* [Exercise objective] Copy out every line of the records below word for word, from the first to the last, changing nothing.
▼
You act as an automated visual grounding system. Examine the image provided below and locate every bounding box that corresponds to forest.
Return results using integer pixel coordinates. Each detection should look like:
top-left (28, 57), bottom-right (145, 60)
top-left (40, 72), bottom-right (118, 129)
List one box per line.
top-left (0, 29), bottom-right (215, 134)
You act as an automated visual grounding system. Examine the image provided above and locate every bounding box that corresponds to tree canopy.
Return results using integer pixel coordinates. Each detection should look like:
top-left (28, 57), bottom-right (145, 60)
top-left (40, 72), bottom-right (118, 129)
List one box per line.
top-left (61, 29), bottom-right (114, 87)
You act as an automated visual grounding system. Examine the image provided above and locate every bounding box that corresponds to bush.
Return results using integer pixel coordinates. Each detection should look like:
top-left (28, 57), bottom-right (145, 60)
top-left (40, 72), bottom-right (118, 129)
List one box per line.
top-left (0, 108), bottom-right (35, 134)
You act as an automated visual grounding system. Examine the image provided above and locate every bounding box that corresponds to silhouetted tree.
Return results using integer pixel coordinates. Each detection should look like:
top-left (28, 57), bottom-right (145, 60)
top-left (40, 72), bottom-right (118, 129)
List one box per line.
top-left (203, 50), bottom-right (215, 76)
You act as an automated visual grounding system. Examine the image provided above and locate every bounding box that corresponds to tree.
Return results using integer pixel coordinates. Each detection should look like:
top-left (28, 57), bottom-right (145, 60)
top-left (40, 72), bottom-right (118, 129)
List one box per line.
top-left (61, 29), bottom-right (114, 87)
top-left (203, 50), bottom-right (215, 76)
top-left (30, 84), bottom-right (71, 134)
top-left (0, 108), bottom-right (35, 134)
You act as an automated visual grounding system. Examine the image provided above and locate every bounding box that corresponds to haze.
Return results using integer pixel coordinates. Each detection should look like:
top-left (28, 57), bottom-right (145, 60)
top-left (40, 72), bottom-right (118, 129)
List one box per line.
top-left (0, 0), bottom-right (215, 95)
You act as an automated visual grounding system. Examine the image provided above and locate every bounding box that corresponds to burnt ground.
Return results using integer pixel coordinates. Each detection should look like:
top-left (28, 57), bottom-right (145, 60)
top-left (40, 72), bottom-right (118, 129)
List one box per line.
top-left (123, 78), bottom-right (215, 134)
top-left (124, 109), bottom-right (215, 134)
▲
* [Written answer]
You act as an automated visual grounding system. Examine the image provided below and locate every bounding box that corresponds to forest.
Return results using integer pixel coordinates. Each detection should look like:
top-left (28, 57), bottom-right (145, 60)
top-left (40, 72), bottom-right (118, 129)
List one box per line.
top-left (0, 29), bottom-right (215, 134)
You act as an automated visual grounding system. Examine the image provided above and locate every bounding box that corresponds to tree canopy.
Return results using integer pixel coordinates. Each detection should look like:
top-left (28, 57), bottom-right (145, 60)
top-left (40, 72), bottom-right (118, 129)
List one box per line.
top-left (61, 29), bottom-right (114, 87)
You act as an automated visual grounding system. Examine the image provided above and locate every bounding box that corresponds to bush.
Return results using integer pixel coordinates. Each detection should look like:
top-left (28, 57), bottom-right (145, 60)
top-left (40, 72), bottom-right (118, 129)
List one box per line.
top-left (0, 108), bottom-right (35, 134)
You act as an automated visual grounding system. Examine the image provided above and locate every bounding box that corresponds to silhouetted tree.
Return results using integer pixel coordinates. Each detection should look like:
top-left (28, 57), bottom-right (145, 60)
top-left (40, 72), bottom-right (118, 129)
List one box per line.
top-left (203, 50), bottom-right (215, 76)
You act as an automated visual grounding system. Examine the image provided above and locate every bounding box that corresponds to tree.
Return results using integer pixel coordinates. Each detection should look like:
top-left (28, 57), bottom-right (145, 60)
top-left (40, 72), bottom-right (118, 129)
List one box per line.
top-left (61, 29), bottom-right (114, 87)
top-left (203, 50), bottom-right (215, 76)
top-left (30, 84), bottom-right (71, 134)
top-left (0, 108), bottom-right (35, 134)
You act as an automated visual grounding system. Examine the image provided above and locate every bounding box that corresponds to haze.
Return results using integer pixel coordinates. Each detection should look like:
top-left (28, 57), bottom-right (145, 60)
top-left (40, 72), bottom-right (118, 129)
List one box per line.
top-left (0, 0), bottom-right (215, 95)
You act as an automated visual grounding system. Examine the image provided above and locate every bounding box that corresponds to burnt ground.
Return results using integer pixel coordinates. Each detection should look like:
top-left (28, 57), bottom-right (145, 60)
top-left (40, 72), bottom-right (118, 129)
List one box per line.
top-left (123, 78), bottom-right (215, 134)
top-left (124, 109), bottom-right (215, 134)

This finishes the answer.